# Exercise goal
Your task is to copy the stretch of lines in the records below that begins with the line containing "positive clicks: (240, 312)" and ends with the line containing "negative clicks: (345, 308) (344, 282)", exactly as written, with nothing added.

Stored data entries
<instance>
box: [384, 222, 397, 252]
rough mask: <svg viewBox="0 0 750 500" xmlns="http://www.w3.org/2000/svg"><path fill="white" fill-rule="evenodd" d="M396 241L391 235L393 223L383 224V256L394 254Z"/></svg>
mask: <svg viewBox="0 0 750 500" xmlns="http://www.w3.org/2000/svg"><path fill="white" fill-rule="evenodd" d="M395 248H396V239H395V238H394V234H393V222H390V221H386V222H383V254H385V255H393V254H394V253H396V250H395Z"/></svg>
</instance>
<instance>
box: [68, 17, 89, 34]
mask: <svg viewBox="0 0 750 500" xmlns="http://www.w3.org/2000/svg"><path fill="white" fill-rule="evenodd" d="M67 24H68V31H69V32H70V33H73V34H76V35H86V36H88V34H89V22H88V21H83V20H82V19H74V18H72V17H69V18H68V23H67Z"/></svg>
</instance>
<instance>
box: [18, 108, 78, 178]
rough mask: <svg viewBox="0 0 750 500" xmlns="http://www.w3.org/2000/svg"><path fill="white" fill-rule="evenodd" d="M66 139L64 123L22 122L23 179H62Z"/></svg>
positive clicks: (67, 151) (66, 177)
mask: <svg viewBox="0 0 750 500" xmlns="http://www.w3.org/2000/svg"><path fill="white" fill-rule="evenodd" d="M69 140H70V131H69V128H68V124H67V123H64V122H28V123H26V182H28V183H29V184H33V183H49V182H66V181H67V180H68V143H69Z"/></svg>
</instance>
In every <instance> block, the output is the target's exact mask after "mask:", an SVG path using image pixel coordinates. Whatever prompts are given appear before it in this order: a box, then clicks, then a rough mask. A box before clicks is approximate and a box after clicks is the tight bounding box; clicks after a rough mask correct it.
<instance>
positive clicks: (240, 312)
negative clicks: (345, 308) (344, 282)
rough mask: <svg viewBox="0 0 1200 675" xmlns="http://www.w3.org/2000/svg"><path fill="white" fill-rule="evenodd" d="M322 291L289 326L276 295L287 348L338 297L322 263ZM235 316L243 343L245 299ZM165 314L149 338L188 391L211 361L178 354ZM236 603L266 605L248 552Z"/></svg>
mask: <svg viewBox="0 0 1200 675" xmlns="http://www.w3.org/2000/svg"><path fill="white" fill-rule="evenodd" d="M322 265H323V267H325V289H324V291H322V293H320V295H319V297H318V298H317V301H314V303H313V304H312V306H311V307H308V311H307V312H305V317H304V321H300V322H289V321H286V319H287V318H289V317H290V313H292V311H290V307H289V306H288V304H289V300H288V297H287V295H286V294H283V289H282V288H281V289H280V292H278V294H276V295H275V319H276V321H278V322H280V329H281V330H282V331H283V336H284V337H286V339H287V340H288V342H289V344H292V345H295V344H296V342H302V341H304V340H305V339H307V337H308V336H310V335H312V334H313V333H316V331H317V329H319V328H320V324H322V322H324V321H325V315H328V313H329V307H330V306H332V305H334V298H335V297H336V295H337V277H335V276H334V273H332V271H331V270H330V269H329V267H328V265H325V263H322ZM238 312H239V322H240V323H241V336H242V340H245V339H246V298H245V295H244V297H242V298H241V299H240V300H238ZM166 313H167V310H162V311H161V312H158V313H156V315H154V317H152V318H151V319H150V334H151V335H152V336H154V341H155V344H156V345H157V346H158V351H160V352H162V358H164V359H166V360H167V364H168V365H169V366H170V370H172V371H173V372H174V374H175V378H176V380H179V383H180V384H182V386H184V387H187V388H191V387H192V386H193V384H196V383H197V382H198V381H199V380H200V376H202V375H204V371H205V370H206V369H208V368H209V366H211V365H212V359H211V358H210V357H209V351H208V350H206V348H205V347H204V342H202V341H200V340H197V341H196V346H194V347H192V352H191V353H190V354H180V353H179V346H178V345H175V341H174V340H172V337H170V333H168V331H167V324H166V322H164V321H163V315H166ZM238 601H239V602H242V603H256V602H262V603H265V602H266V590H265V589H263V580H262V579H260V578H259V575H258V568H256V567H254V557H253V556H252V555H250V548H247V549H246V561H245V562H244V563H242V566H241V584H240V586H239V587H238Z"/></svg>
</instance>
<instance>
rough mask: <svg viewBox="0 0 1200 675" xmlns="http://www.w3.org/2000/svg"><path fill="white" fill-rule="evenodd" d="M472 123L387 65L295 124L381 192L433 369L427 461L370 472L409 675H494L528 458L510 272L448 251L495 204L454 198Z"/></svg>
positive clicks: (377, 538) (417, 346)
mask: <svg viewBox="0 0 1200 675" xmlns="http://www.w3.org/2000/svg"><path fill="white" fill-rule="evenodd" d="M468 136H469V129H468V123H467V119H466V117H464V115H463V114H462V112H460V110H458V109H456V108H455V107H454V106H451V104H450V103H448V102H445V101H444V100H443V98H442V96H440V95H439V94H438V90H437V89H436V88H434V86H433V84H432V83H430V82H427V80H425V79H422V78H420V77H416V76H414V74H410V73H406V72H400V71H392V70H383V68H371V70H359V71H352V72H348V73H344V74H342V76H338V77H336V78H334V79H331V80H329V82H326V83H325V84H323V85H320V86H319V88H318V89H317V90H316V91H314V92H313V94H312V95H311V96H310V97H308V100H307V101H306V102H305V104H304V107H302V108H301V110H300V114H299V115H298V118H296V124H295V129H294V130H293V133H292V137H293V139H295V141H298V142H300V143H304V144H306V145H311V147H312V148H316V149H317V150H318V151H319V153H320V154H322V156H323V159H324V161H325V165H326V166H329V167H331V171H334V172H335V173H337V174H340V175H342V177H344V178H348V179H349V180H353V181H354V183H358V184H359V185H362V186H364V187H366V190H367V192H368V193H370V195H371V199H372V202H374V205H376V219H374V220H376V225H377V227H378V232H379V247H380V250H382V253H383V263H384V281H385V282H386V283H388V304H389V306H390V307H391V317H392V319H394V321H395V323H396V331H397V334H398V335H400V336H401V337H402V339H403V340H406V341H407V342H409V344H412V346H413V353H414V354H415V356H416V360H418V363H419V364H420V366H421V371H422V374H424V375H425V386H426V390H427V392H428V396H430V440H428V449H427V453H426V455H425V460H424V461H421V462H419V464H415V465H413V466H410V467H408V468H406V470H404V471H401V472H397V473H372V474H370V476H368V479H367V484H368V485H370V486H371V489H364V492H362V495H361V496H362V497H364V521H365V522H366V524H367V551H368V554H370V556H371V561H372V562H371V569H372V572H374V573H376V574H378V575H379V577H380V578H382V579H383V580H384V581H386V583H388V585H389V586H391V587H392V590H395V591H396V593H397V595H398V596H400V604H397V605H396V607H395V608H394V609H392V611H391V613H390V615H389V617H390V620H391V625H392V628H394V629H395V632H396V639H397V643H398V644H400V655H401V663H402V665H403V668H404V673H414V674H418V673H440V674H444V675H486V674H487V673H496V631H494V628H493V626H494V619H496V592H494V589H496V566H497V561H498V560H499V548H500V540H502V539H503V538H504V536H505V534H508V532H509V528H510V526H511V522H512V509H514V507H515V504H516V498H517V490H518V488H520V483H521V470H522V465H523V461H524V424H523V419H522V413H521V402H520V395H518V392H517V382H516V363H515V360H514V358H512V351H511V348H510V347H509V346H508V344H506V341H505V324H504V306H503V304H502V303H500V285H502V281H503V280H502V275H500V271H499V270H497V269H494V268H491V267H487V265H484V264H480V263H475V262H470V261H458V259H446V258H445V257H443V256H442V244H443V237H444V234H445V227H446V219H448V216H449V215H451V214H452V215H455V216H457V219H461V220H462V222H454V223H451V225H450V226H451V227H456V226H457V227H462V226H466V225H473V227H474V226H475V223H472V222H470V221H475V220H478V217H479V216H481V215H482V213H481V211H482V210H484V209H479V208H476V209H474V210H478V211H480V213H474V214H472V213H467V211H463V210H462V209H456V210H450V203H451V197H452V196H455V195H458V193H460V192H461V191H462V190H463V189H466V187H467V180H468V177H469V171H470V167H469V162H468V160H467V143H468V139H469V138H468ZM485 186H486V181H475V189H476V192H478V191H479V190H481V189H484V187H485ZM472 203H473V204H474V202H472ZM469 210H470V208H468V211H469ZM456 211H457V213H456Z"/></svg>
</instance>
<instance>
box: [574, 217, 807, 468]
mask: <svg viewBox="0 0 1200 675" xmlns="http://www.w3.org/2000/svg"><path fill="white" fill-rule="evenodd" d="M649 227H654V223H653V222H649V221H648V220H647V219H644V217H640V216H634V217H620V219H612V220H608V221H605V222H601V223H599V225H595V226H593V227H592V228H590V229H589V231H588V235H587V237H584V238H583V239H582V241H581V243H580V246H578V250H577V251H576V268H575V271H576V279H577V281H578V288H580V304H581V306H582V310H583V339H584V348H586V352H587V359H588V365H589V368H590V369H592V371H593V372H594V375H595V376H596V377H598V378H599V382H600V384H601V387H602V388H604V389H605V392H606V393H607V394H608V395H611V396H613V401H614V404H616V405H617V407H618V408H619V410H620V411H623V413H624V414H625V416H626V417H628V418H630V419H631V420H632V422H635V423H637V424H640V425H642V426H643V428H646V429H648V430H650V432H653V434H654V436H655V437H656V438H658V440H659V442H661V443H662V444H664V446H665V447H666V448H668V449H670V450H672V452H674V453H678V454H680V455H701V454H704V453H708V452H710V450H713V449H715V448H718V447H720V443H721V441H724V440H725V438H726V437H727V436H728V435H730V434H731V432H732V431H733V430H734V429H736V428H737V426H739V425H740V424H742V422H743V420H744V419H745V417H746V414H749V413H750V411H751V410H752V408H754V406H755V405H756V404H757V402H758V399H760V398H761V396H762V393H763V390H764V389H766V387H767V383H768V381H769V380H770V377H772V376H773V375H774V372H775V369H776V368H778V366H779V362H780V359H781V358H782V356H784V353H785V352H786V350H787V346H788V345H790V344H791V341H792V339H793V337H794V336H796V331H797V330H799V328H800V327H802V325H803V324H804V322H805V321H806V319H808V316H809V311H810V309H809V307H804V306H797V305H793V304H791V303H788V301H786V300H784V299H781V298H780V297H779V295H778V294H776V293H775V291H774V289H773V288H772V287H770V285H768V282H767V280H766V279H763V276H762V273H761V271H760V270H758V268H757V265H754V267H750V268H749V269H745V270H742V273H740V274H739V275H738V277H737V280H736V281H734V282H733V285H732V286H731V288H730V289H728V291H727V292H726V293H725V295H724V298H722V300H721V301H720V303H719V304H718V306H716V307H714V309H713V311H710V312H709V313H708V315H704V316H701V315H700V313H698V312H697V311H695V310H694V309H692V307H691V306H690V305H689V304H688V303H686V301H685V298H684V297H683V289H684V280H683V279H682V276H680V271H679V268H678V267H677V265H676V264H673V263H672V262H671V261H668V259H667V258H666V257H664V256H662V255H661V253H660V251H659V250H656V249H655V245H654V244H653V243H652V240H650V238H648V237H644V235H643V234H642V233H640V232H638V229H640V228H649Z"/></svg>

# Task result
positive clicks: (240, 312)
negative clicks: (345, 308) (344, 282)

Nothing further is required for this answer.